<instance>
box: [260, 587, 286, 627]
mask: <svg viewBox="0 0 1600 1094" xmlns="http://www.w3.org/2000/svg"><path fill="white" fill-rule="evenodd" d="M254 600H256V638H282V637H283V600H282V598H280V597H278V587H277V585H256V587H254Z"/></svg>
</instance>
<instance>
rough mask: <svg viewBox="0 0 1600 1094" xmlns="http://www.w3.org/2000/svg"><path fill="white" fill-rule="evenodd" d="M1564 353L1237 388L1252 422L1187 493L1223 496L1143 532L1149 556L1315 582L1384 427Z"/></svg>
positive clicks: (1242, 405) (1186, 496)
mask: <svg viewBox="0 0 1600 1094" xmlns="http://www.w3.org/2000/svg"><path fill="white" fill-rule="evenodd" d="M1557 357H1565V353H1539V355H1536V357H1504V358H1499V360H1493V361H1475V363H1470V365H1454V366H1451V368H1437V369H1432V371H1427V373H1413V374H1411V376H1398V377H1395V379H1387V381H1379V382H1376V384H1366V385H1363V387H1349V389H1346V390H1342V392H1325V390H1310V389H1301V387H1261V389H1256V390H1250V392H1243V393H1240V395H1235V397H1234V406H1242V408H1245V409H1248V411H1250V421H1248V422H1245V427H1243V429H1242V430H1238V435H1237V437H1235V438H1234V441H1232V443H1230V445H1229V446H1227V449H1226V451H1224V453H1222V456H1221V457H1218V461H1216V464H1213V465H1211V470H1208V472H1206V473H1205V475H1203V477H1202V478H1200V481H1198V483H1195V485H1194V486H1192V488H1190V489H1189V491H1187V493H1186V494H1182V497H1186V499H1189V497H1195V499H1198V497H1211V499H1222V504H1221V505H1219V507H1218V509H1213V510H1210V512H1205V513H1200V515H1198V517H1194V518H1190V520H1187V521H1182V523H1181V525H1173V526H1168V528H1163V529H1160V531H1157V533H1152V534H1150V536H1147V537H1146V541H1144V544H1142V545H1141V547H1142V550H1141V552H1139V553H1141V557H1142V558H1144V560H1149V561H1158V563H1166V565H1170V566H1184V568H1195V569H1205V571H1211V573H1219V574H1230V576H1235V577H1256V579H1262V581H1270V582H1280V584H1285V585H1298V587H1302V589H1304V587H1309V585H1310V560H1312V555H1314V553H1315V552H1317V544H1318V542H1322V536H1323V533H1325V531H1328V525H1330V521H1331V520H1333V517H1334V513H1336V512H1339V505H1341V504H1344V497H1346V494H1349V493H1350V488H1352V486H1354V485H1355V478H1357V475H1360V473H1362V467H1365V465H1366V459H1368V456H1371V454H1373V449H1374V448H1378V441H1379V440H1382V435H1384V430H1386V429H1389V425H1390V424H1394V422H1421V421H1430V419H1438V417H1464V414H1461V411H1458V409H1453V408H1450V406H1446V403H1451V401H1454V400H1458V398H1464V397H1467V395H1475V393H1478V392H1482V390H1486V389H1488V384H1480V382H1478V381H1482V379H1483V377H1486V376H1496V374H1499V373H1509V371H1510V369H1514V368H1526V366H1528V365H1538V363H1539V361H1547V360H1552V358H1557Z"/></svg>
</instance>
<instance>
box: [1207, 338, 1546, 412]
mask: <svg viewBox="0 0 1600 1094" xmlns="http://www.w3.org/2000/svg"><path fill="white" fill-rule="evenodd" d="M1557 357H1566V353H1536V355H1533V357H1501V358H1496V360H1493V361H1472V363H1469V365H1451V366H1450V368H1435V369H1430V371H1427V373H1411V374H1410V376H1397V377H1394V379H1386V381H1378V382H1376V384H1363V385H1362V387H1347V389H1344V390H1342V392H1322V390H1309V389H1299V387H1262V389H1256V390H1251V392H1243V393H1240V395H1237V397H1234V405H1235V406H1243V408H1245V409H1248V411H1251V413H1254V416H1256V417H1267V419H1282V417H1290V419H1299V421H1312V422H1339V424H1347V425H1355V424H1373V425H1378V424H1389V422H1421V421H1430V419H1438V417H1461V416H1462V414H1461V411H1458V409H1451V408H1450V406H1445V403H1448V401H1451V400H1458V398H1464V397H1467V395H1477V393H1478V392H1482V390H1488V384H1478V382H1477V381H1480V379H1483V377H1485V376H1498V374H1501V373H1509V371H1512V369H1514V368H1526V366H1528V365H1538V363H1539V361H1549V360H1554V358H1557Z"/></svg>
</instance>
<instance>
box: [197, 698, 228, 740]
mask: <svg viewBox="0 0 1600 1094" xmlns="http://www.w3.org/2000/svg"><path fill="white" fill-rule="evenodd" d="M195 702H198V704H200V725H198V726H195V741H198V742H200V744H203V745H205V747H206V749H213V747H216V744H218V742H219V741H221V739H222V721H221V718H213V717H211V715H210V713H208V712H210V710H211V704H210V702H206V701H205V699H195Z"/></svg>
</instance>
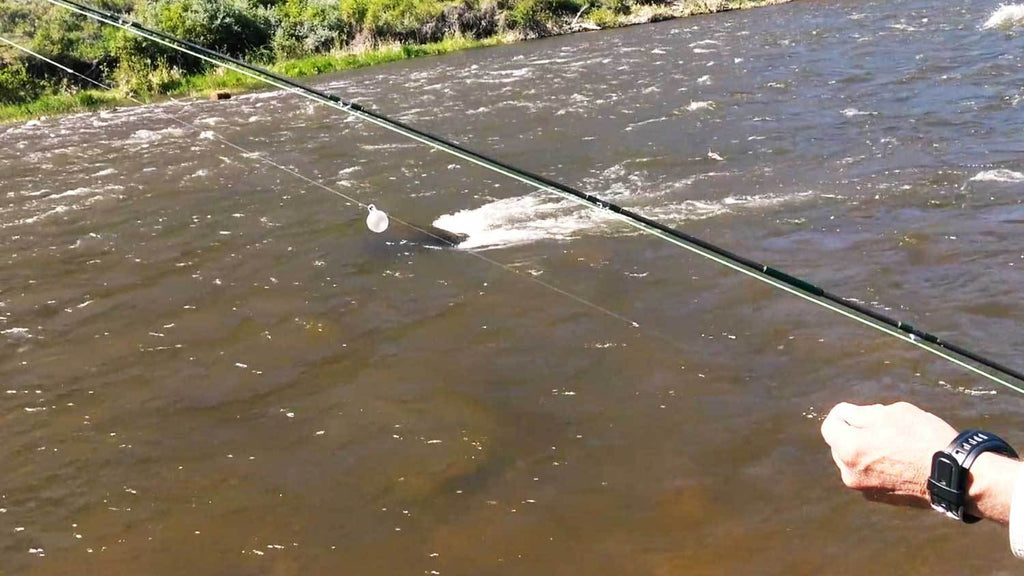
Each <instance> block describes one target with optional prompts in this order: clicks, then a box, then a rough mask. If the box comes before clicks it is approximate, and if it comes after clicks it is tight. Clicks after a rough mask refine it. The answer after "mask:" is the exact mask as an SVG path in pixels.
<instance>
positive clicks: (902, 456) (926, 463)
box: [821, 402, 956, 506]
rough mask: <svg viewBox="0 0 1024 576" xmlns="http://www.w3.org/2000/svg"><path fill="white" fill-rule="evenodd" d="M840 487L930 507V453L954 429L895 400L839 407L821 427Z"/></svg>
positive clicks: (930, 456) (939, 444)
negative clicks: (864, 405)
mask: <svg viewBox="0 0 1024 576" xmlns="http://www.w3.org/2000/svg"><path fill="white" fill-rule="evenodd" d="M821 436H822V437H824V439H825V442H826V443H828V446H830V447H831V453H833V459H834V460H836V465H838V466H839V470H840V474H841V476H842V477H843V483H844V484H846V485H847V486H849V487H850V488H853V489H855V490H859V491H861V492H862V493H863V494H864V497H866V498H868V499H870V500H880V501H885V502H889V503H893V504H905V505H914V506H929V505H930V504H929V502H930V499H929V496H928V477H929V475H930V474H931V468H932V455H933V454H934V453H935V452H936V451H938V450H942V449H943V448H945V447H946V446H947V445H948V444H949V443H950V442H952V440H953V439H954V438H956V430H955V429H954V428H953V427H952V426H950V425H949V424H947V423H946V422H945V421H944V420H942V419H941V418H939V417H938V416H936V415H934V414H930V413H928V412H925V411H924V410H922V409H920V408H918V407H916V406H913V405H910V404H907V403H905V402H899V403H897V404H891V405H889V406H883V405H881V404H876V405H873V406H855V405H853V404H847V403H845V402H844V403H840V404H837V405H836V407H835V408H833V409H831V412H829V413H828V417H826V418H825V420H824V422H822V423H821Z"/></svg>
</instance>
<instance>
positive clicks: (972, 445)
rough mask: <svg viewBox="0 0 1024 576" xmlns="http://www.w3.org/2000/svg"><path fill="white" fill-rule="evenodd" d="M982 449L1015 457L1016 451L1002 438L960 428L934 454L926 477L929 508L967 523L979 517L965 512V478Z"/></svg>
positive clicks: (970, 428)
mask: <svg viewBox="0 0 1024 576" xmlns="http://www.w3.org/2000/svg"><path fill="white" fill-rule="evenodd" d="M985 452H995V453H997V454H1002V455H1006V456H1010V457H1012V458H1017V452H1016V451H1014V449H1013V448H1012V447H1011V446H1010V445H1009V444H1007V442H1006V441H1005V440H1002V439H1001V438H999V437H997V436H995V435H994V434H991V433H987V431H983V430H979V429H975V428H969V429H966V430H964V431H962V433H961V434H959V435H957V436H956V438H955V439H953V441H952V442H951V443H949V446H947V447H946V448H945V450H942V451H940V452H936V453H935V455H934V456H933V457H932V474H931V476H930V478H929V480H928V492H929V494H930V496H931V500H932V507H933V508H935V509H937V510H939V511H942V512H944V513H945V515H946V516H948V517H950V518H953V519H956V520H961V521H963V522H965V523H967V524H974V523H976V522H978V521H980V520H981V519H980V518H978V517H976V516H972V515H969V513H967V511H966V508H967V481H968V477H969V471H970V469H971V466H972V465H973V464H974V461H975V460H976V459H977V458H978V456H980V455H981V454H984V453H985Z"/></svg>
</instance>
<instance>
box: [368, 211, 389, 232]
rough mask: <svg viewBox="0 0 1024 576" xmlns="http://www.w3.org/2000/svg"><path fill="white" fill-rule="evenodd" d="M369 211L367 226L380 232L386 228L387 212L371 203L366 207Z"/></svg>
mask: <svg viewBox="0 0 1024 576" xmlns="http://www.w3.org/2000/svg"><path fill="white" fill-rule="evenodd" d="M367 208H368V209H369V210H370V213H369V214H367V228H369V229H370V230H372V231H374V232H376V233H377V234H380V233H382V232H384V231H385V230H387V224H388V219H387V214H385V213H384V212H383V211H382V210H378V209H377V207H376V206H374V205H373V204H371V205H370V206H368V207H367Z"/></svg>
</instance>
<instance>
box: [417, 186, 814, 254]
mask: <svg viewBox="0 0 1024 576" xmlns="http://www.w3.org/2000/svg"><path fill="white" fill-rule="evenodd" d="M813 196H814V194H813V193H810V192H802V193H792V194H763V195H754V196H730V197H728V198H724V199H722V200H685V201H682V202H678V203H673V204H668V205H660V206H649V207H641V208H637V211H638V212H640V213H641V214H643V215H644V216H647V217H650V218H653V219H656V220H664V221H668V222H680V221H685V220H696V219H703V218H710V217H713V216H718V215H721V214H726V213H734V212H739V211H743V210H751V209H757V208H767V207H775V206H778V205H781V204H788V203H793V202H799V201H802V200H806V199H808V198H812V197H813ZM433 224H434V225H435V227H437V228H440V229H443V230H446V231H450V232H454V233H458V234H465V235H467V236H468V238H467V240H466V241H465V242H463V243H461V244H460V245H459V248H461V249H470V250H480V249H495V248H507V247H510V246H517V245H521V244H528V243H532V242H539V241H542V240H554V241H568V240H572V239H574V238H578V237H580V236H582V235H584V234H592V235H594V234H616V235H621V234H640V233H639V231H637V230H636V229H633V228H628V227H626V225H624V224H623V223H622V220H620V219H618V218H616V217H614V216H612V215H611V214H610V213H607V212H604V211H598V210H593V209H590V208H587V207H584V206H580V205H579V204H575V203H574V202H569V201H566V200H561V201H558V200H552V199H551V198H550V197H549V196H548V195H545V194H542V193H534V194H529V195H526V196H519V197H514V198H506V199H503V200H496V201H494V202H490V203H488V204H484V205H483V206H480V207H479V208H474V209H471V210H462V211H459V212H456V213H454V214H443V215H441V216H440V217H438V218H437V219H436V220H434V222H433Z"/></svg>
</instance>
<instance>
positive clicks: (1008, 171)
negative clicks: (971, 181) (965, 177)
mask: <svg viewBox="0 0 1024 576" xmlns="http://www.w3.org/2000/svg"><path fill="white" fill-rule="evenodd" d="M971 181H972V182H1024V174H1022V173H1020V172H1014V171H1013V170H1004V169H998V170H985V171H984V172H978V173H977V174H975V175H974V176H973V177H972V178H971Z"/></svg>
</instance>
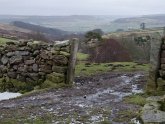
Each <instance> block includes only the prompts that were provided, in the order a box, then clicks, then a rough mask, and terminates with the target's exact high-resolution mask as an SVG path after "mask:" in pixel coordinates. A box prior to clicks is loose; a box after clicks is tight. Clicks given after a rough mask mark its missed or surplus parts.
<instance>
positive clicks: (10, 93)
mask: <svg viewBox="0 0 165 124" xmlns="http://www.w3.org/2000/svg"><path fill="white" fill-rule="evenodd" d="M21 95H22V94H20V93H11V92H3V93H0V101H1V100H7V99H11V98H16V97H18V96H21Z"/></svg>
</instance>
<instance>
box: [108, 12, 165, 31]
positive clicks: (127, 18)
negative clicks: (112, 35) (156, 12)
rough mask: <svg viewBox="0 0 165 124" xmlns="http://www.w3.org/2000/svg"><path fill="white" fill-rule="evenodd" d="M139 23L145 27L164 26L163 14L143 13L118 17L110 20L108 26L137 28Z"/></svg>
mask: <svg viewBox="0 0 165 124" xmlns="http://www.w3.org/2000/svg"><path fill="white" fill-rule="evenodd" d="M141 23H145V24H146V28H153V27H164V26H165V15H145V16H139V17H131V18H119V19H116V20H114V21H112V22H111V25H110V28H112V29H116V28H117V29H124V30H132V29H139V28H140V24H141Z"/></svg>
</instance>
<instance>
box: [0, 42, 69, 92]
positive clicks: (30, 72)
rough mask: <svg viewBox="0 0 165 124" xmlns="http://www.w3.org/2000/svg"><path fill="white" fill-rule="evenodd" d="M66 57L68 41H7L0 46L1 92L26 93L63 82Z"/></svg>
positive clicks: (66, 63)
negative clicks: (52, 41) (52, 43)
mask: <svg viewBox="0 0 165 124" xmlns="http://www.w3.org/2000/svg"><path fill="white" fill-rule="evenodd" d="M69 57H70V44H69V42H65V43H63V44H57V45H55V44H49V43H43V42H38V41H34V42H28V41H20V42H8V43H7V44H6V45H5V46H1V47H0V91H6V90H9V91H29V90H33V89H34V88H35V87H40V88H42V87H43V88H46V87H50V86H52V85H55V84H58V83H65V81H66V75H67V74H66V73H67V67H68V61H69Z"/></svg>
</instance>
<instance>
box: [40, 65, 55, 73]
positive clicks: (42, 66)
mask: <svg viewBox="0 0 165 124" xmlns="http://www.w3.org/2000/svg"><path fill="white" fill-rule="evenodd" d="M39 71H40V72H44V73H48V74H49V73H52V66H50V65H40V66H39Z"/></svg>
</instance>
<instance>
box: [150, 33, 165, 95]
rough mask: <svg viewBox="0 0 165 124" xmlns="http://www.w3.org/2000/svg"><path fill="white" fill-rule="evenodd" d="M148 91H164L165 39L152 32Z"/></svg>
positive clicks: (157, 34)
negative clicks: (164, 40) (152, 32)
mask: <svg viewBox="0 0 165 124" xmlns="http://www.w3.org/2000/svg"><path fill="white" fill-rule="evenodd" d="M150 64H151V66H150V71H149V79H148V84H147V90H148V92H153V91H154V92H155V91H159V92H160V91H165V41H164V40H162V37H161V35H160V34H158V33H155V34H153V37H152V41H151V49H150Z"/></svg>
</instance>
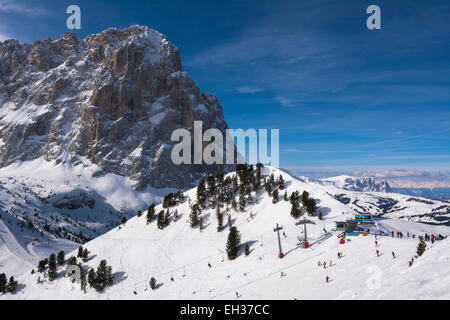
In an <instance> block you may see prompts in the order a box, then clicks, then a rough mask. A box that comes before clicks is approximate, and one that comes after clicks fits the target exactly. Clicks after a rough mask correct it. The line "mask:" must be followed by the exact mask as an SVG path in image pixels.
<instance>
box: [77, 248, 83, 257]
mask: <svg viewBox="0 0 450 320" xmlns="http://www.w3.org/2000/svg"><path fill="white" fill-rule="evenodd" d="M82 256H83V246H79V247H78V254H77V257H78V258H81V257H82Z"/></svg>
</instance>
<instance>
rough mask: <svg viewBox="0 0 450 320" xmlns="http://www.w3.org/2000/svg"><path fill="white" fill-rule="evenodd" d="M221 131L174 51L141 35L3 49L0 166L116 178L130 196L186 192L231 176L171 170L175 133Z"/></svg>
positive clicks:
****************************************
# What the task asks
Give back only the lines between the one holding "487L930 507V453L954 429L895" and the one holding "positive clicks: (930, 456) (939, 444)", inclusive, renaming "positive" to "foreground" and changing nothing else.

# Result of this exercise
rough mask: <svg viewBox="0 0 1024 576" xmlns="http://www.w3.org/2000/svg"><path fill="white" fill-rule="evenodd" d="M840 487L930 507V453L954 429L895 400L839 407L821 427Z"/></svg>
foreground clicks: (930, 456) (939, 444)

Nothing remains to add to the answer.